Render the data from the line containing "Could you point out where the dark curly" through the line containing "(521, 434), (671, 603)" as a two-column CSV with the headers text and answer, giving each text its own row with its answer beside it. Put every field in quotation marks and replace line breaks with spaces.

==========

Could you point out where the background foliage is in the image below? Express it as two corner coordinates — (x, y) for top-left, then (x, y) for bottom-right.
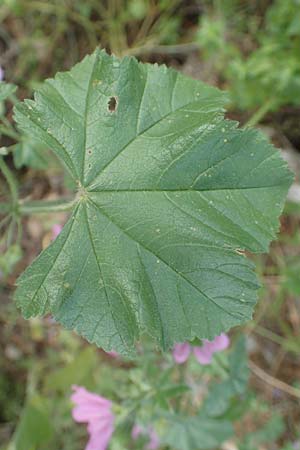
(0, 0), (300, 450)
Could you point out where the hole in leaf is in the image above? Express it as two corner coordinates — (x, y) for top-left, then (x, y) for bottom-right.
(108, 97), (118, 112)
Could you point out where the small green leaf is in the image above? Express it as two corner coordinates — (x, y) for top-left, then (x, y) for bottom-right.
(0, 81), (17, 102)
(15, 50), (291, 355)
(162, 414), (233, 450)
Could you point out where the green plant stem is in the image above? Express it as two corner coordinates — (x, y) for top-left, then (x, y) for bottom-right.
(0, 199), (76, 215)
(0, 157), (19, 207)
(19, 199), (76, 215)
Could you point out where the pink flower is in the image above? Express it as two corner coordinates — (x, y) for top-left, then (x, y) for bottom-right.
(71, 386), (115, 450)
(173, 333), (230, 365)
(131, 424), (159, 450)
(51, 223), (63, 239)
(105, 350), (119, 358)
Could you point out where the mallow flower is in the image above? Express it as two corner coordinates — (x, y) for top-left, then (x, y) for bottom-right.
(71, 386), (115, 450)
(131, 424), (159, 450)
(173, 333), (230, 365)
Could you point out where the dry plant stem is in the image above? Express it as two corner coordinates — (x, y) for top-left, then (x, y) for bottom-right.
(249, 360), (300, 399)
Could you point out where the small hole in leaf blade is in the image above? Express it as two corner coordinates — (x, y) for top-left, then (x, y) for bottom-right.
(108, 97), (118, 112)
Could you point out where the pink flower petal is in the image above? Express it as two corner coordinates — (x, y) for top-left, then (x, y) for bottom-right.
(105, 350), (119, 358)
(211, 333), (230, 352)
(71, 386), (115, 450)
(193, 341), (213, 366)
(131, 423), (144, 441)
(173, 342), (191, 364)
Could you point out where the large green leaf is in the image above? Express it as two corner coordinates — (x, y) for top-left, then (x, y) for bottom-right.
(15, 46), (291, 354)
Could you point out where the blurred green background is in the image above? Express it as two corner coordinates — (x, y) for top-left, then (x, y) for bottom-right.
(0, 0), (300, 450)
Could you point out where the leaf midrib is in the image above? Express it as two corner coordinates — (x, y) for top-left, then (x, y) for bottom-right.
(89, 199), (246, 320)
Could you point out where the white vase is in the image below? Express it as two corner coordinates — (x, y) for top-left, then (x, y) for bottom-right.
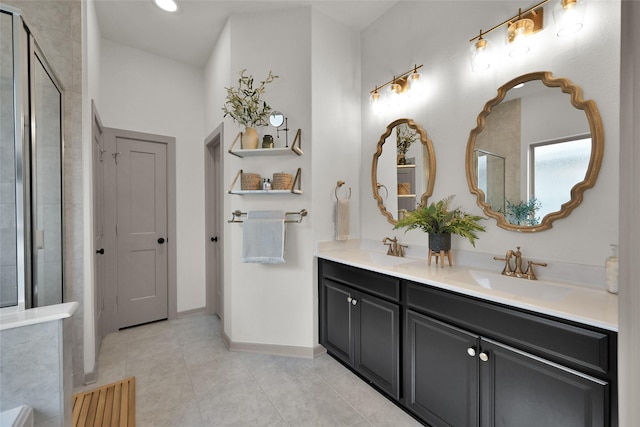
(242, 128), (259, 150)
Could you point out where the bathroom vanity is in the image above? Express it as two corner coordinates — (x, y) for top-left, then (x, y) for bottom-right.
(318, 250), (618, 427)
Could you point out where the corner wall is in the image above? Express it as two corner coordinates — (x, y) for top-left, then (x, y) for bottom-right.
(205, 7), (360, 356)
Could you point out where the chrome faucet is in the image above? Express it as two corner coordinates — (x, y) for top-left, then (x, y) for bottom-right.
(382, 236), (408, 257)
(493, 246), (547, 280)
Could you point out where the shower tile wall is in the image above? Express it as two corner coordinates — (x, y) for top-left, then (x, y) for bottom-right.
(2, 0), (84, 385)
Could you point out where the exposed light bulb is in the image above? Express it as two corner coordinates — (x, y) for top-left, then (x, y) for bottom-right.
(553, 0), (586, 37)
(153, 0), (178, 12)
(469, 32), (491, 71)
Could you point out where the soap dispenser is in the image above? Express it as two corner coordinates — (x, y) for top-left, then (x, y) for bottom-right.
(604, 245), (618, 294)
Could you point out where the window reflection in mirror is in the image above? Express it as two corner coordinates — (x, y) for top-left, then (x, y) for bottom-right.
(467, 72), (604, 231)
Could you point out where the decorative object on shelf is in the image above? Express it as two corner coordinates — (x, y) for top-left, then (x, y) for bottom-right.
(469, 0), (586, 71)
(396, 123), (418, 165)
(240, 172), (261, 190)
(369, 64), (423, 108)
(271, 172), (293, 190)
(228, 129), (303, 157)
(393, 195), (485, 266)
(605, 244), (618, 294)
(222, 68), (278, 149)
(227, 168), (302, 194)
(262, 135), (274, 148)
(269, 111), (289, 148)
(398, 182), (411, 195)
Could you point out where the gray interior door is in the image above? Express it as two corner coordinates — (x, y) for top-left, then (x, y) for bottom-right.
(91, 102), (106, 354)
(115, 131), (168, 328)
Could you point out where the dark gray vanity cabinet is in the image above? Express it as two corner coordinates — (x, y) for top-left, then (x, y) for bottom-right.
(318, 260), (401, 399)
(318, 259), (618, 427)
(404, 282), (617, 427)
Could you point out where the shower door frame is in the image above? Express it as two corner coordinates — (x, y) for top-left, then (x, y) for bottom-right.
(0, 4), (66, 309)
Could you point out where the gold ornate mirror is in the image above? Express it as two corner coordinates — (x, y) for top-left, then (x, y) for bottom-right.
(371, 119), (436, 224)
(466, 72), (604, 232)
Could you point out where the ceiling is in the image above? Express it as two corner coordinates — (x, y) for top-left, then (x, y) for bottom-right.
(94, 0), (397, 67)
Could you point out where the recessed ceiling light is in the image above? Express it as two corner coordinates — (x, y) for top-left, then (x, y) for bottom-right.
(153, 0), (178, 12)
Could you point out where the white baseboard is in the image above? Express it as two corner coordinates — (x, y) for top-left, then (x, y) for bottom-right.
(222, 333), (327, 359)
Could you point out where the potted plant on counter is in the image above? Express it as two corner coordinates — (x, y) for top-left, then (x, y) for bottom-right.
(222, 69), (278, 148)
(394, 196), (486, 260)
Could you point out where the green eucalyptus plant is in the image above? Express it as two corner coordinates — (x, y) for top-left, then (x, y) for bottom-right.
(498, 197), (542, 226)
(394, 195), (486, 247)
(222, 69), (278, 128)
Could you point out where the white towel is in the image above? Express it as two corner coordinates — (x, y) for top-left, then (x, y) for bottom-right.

==========

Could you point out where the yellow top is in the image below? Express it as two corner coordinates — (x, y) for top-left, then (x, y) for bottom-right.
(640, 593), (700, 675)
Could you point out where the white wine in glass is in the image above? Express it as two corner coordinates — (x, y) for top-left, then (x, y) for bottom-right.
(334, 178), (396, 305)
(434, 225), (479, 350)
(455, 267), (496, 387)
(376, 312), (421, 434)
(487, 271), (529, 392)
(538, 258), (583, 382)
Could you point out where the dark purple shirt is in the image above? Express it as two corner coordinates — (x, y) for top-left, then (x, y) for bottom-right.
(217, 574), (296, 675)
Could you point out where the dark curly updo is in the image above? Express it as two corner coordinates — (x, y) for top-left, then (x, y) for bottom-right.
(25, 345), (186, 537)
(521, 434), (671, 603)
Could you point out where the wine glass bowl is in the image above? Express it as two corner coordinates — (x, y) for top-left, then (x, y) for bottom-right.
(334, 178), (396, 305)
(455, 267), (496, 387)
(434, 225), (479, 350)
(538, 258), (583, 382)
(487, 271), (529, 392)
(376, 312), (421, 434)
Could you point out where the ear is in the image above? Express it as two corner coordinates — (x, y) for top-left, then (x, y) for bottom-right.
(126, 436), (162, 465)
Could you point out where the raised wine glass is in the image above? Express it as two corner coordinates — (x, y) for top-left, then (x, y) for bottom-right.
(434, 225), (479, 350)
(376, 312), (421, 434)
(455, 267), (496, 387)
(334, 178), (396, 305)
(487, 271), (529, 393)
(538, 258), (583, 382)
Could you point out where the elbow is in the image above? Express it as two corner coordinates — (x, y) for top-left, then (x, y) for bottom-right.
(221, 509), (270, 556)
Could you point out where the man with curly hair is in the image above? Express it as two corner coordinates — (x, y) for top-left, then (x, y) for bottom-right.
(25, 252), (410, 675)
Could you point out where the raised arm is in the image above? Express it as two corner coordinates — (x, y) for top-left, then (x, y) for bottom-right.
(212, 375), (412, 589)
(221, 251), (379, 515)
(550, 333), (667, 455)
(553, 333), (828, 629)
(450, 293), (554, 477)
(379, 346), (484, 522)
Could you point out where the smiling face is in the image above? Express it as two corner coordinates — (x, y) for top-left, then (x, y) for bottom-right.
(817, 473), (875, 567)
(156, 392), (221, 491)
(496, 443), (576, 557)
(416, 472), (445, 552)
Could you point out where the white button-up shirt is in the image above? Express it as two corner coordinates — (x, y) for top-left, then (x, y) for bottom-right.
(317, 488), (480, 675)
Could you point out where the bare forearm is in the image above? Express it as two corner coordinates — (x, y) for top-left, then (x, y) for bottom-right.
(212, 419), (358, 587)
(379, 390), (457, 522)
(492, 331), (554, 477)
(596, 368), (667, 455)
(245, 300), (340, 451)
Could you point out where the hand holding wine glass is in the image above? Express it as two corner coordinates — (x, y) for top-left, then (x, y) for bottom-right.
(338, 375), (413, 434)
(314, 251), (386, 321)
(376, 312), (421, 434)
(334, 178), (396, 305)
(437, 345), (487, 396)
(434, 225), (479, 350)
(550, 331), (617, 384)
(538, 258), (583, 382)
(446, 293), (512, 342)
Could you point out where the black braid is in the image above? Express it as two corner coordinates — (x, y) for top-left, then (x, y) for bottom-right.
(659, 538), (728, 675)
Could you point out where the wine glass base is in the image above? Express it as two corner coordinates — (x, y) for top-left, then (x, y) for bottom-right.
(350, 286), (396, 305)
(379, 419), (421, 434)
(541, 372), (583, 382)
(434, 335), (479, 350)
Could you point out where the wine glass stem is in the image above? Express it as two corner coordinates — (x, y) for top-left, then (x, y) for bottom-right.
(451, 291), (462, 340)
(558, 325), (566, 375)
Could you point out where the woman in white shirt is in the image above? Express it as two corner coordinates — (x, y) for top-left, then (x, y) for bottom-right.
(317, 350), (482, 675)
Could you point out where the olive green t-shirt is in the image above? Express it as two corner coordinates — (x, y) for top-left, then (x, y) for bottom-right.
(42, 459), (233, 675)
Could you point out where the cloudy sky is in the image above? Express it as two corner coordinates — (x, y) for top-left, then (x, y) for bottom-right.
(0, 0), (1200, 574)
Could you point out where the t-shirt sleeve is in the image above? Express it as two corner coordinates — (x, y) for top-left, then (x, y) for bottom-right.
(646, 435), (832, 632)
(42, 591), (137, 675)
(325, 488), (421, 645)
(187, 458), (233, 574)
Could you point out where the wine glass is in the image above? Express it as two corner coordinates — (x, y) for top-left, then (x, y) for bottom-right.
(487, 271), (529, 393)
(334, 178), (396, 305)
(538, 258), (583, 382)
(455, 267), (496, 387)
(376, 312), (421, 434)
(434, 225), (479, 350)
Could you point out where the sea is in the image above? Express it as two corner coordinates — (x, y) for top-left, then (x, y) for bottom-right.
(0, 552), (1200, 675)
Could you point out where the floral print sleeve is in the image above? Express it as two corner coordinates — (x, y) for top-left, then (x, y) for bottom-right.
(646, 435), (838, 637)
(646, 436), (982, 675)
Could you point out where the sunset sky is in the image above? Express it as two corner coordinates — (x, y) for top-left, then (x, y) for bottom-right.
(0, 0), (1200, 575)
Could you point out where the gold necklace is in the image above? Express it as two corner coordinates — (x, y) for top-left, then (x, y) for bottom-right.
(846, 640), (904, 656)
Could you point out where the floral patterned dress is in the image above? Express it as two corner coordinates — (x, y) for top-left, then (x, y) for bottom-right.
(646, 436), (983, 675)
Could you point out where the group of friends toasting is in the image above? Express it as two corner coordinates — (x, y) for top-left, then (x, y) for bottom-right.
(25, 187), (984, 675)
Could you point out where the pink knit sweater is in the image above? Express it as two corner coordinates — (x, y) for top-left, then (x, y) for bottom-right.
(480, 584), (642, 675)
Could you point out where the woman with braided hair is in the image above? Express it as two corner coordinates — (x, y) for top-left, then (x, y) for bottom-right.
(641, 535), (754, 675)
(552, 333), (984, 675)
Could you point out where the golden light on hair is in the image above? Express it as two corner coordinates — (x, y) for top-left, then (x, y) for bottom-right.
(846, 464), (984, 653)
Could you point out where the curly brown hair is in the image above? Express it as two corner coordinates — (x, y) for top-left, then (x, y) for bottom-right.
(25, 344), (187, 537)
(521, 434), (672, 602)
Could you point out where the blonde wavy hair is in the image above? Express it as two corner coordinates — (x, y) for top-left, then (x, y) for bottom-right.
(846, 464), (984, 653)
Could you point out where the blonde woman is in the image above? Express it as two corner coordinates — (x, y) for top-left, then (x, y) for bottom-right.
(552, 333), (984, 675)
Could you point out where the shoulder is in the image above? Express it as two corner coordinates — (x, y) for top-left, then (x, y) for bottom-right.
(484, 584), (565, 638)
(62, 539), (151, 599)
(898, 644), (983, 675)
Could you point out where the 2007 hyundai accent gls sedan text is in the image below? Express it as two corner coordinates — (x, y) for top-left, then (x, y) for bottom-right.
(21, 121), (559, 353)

==========

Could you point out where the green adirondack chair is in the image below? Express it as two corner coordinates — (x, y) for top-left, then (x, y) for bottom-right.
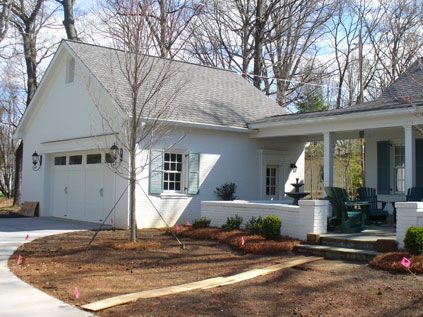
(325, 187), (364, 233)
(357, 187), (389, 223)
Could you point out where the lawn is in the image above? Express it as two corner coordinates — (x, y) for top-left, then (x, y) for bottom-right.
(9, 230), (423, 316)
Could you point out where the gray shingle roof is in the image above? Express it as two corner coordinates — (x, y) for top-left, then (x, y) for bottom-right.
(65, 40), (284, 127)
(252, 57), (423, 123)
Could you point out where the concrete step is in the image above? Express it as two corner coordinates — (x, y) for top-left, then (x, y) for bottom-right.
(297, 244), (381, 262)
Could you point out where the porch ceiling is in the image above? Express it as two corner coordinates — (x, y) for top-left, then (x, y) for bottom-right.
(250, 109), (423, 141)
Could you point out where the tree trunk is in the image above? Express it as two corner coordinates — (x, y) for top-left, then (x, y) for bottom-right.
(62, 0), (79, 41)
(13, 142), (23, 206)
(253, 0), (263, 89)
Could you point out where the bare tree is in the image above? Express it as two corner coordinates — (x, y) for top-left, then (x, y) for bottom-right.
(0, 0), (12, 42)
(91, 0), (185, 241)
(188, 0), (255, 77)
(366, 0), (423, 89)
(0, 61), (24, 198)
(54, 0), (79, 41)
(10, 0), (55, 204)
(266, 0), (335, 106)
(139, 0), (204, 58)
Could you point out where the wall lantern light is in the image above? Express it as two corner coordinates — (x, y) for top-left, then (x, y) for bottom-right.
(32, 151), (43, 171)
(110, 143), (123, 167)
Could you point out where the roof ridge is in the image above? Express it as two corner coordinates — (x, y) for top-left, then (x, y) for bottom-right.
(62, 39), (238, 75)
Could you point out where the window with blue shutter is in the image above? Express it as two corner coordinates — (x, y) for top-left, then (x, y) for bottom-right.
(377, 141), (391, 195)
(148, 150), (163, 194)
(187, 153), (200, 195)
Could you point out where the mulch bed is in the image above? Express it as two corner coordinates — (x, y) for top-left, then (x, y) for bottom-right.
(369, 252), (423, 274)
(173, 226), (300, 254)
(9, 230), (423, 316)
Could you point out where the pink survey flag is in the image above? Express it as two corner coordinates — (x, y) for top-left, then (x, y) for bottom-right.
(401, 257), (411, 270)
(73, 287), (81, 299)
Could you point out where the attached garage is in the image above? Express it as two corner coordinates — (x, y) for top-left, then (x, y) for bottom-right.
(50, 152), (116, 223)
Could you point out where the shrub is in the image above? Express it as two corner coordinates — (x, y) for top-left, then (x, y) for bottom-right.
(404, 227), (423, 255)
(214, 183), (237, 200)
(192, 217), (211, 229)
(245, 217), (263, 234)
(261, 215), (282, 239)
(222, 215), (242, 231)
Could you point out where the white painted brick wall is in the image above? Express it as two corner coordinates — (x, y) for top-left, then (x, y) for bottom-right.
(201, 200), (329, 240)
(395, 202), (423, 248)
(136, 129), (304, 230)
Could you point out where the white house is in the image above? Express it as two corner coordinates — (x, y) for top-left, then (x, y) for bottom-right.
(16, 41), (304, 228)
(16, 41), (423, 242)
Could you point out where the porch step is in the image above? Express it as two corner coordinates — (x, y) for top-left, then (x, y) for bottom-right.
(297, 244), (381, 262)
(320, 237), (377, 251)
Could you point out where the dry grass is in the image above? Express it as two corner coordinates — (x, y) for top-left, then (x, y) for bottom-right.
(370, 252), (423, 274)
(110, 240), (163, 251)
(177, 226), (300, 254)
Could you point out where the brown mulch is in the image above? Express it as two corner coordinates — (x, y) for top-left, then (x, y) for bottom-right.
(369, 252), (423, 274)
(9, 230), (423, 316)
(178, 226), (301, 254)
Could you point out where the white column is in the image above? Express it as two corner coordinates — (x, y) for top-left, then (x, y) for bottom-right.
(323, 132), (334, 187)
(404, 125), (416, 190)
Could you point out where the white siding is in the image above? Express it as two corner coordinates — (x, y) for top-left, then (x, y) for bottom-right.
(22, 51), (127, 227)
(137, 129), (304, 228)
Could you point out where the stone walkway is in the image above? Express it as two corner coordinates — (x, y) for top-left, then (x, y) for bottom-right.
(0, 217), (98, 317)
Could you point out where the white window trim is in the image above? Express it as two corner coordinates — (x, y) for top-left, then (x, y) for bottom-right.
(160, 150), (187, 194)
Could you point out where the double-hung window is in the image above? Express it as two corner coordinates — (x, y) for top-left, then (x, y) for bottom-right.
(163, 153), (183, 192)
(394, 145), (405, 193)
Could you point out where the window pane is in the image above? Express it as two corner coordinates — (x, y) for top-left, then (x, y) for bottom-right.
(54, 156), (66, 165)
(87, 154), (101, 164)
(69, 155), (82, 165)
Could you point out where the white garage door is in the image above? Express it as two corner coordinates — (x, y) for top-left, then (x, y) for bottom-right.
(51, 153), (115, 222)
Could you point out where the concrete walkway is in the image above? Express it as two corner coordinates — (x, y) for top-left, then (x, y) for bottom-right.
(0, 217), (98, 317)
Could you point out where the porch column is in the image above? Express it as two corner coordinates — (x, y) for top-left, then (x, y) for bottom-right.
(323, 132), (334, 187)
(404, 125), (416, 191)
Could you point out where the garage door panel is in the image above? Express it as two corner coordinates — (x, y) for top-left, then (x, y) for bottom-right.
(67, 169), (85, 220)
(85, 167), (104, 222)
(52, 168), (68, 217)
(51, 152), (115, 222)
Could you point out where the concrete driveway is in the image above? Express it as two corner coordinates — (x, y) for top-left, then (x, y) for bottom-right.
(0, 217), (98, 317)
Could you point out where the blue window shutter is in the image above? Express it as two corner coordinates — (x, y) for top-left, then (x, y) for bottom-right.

==========

— SOLUTION —
text,answer
"Could you point out where the dark curly updo is in the image above? Express it as two corner coordinates — (x, y) for top-left, then (x, y) for bottom-right.","(25, 345), (186, 537) (521, 434), (671, 603)"